● EXERCISE MATERIAL:
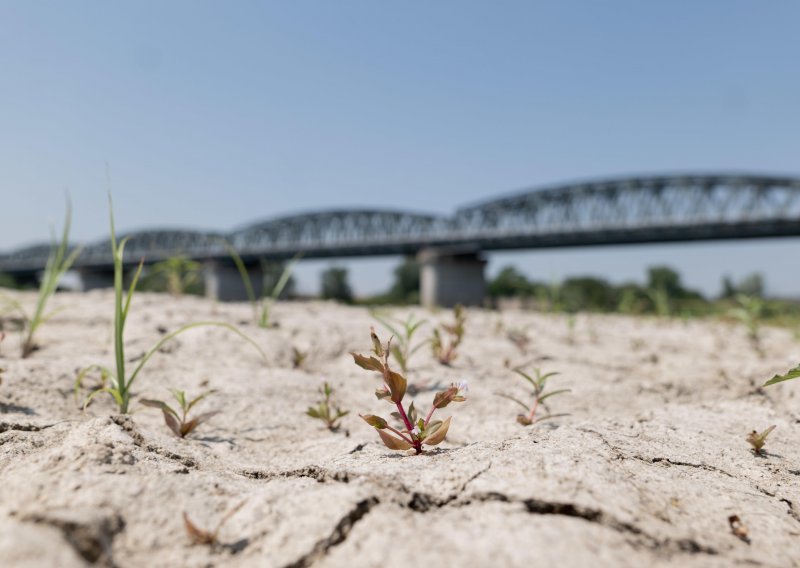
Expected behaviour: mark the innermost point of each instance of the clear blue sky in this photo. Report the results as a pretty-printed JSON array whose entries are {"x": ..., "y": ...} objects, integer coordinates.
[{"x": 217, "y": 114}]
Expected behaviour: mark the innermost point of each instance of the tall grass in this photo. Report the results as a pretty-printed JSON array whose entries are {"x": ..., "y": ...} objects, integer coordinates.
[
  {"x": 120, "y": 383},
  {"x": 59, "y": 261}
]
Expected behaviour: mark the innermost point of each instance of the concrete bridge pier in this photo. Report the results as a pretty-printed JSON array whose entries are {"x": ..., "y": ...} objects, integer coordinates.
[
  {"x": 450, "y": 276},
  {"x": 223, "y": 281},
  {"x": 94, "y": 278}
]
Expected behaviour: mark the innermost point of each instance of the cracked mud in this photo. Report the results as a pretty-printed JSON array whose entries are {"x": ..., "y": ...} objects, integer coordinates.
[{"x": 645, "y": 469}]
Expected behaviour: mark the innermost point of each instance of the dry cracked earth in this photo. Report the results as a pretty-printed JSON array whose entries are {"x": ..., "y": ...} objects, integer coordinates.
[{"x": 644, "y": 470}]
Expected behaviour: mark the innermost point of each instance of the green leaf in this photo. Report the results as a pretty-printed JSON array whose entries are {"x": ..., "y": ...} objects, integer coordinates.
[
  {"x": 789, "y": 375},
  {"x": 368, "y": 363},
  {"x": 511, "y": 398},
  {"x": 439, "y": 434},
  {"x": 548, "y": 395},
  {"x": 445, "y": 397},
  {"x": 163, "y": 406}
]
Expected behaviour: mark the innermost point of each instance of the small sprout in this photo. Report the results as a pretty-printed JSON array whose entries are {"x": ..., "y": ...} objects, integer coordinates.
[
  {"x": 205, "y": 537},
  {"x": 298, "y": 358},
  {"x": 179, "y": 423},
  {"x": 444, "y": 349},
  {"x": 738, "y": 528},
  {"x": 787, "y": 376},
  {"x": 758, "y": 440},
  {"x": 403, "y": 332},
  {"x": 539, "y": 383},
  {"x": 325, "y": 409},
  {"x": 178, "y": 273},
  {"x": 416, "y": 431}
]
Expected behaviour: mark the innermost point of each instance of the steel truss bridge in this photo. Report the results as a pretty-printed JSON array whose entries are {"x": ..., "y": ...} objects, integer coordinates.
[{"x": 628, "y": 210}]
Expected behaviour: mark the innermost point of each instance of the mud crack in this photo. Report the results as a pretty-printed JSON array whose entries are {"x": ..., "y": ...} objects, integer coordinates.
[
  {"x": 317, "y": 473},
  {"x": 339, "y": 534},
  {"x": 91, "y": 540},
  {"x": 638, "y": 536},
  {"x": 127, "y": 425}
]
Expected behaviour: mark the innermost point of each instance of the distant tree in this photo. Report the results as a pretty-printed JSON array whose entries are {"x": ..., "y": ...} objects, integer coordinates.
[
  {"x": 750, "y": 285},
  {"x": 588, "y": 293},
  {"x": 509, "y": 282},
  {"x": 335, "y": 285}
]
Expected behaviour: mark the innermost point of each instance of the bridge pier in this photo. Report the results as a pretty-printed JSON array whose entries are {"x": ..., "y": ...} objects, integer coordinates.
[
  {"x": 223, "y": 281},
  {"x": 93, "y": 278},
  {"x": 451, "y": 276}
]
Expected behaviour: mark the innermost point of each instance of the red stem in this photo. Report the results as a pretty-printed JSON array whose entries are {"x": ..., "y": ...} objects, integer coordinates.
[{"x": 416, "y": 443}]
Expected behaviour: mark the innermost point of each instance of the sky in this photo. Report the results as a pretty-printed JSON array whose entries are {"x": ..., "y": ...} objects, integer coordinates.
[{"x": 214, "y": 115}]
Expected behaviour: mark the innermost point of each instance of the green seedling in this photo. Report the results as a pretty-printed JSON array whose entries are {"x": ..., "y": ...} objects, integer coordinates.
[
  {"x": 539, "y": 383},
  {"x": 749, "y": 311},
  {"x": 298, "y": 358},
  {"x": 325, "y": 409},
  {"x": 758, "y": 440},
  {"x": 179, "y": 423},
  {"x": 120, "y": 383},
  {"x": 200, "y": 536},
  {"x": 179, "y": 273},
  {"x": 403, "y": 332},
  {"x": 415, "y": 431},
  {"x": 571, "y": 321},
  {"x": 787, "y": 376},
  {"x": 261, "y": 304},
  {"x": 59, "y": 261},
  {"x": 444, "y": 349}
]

● PROBLEM:
Copy out each record shown above without alteration, skipping any picture.

● RESULT FOR THIS EXERCISE:
Expected behaviour: mark the innermost point of each instance of the clear blue sky in this photo. Report the results as a pretty-printed JSON array whose entries are {"x": ..., "y": ...} objects, integer coordinates.
[{"x": 217, "y": 114}]
Expected behaviour: mark the innermost point of each instance of the tall grass in this photo. Report the results as a pretty-printed JSON array whose entries are {"x": ..., "y": ...} objects, integer coordinates.
[
  {"x": 120, "y": 383},
  {"x": 59, "y": 261}
]
Expected behaviour: mark the innermost point of each instance of the concrete bridge pier in this photo. Report the results as a pretty-printed JSON array whose entries are {"x": ..., "y": ...} objects, integer coordinates.
[
  {"x": 450, "y": 276},
  {"x": 223, "y": 281},
  {"x": 94, "y": 278}
]
Expected behaviour: mark the innermost point of each instance of the cracked mud in this photo. Report the results as a pretty-printed JSON array whose entries are {"x": ..., "y": ...} objects, integer coordinates.
[{"x": 645, "y": 469}]
Expected behaviour: mark the innermost point of each instance of the dry cracked earth in this photo. Report the results as a pretty-printed JSON array whose entries are {"x": ..., "y": ...} objects, integer coordinates.
[{"x": 644, "y": 470}]
Expected behaviour: mark the innermost point of each instance of the green leaf in this photo. Report the results as a pretty-printed JSON array whose entries are {"x": ..., "y": ...} objects, integer coordinates.
[
  {"x": 789, "y": 375},
  {"x": 368, "y": 363},
  {"x": 511, "y": 398},
  {"x": 439, "y": 434},
  {"x": 548, "y": 395},
  {"x": 445, "y": 397},
  {"x": 163, "y": 406}
]
Expected behaviour: mark the innermost point of each instance of the small sprout in this photo. Report the results as a pretty-printed JSON array whose entries are {"x": ..., "y": ...} objects, integer coordinates.
[
  {"x": 205, "y": 537},
  {"x": 298, "y": 358},
  {"x": 179, "y": 423},
  {"x": 444, "y": 349},
  {"x": 738, "y": 528},
  {"x": 787, "y": 376},
  {"x": 758, "y": 440},
  {"x": 403, "y": 332},
  {"x": 539, "y": 383},
  {"x": 325, "y": 409},
  {"x": 178, "y": 273},
  {"x": 416, "y": 431}
]
Expected behaviour: mark the innermost point of each instance of the steel truss bridge in this photo. Report the results as a pretty-printed JSON array whose entries are {"x": ..., "y": ...} objects, integer coordinates.
[{"x": 628, "y": 210}]
Expected behaviour: mark the innermost point of each instance of the mud crack in this photo. Report the results as a pretty-printed JSON array whose entries are {"x": ..., "y": ...} objects, integer coordinates.
[
  {"x": 317, "y": 473},
  {"x": 339, "y": 534},
  {"x": 91, "y": 540},
  {"x": 638, "y": 536},
  {"x": 127, "y": 425}
]
Expected behaviour: mark the innermost point of each instance of the distant tree in this photo. Report the results as a pretty-printed JSON array whose entries are {"x": ..., "y": ...} objects, integer coordinates.
[
  {"x": 750, "y": 285},
  {"x": 588, "y": 293},
  {"x": 509, "y": 282},
  {"x": 335, "y": 285}
]
Expected behaviour: mark the innermost point of each instance of the bridge pier in this photo. Report the results as a pretty-printed JSON array whose entries are {"x": ..., "y": ...} objects, integer coordinates.
[
  {"x": 223, "y": 281},
  {"x": 93, "y": 278},
  {"x": 451, "y": 276}
]
Expected behaviour: mark the innermost point of each instance of the red stem in this photo. Report the results as a pretty-printed JSON array whose entries are {"x": ..., "y": ...} objects, integer coordinates.
[{"x": 416, "y": 443}]
Expected behaviour: mark the innermost point of each instance of the sky in this photo. Report the results as a pretty-printed JSON array whose entries are {"x": ..., "y": ...} objects, integer coordinates.
[{"x": 214, "y": 115}]
Expected behaviour: mark the innermost point of each instance of the green seedling in this photo. Report the results as a pretty-printed JSON array whose entries are {"x": ..., "y": ...} objects, integer coordinates.
[
  {"x": 539, "y": 383},
  {"x": 749, "y": 311},
  {"x": 298, "y": 358},
  {"x": 325, "y": 409},
  {"x": 758, "y": 440},
  {"x": 179, "y": 423},
  {"x": 120, "y": 383},
  {"x": 200, "y": 536},
  {"x": 179, "y": 273},
  {"x": 403, "y": 332},
  {"x": 415, "y": 431},
  {"x": 571, "y": 321},
  {"x": 787, "y": 376},
  {"x": 261, "y": 304},
  {"x": 59, "y": 261},
  {"x": 444, "y": 349}
]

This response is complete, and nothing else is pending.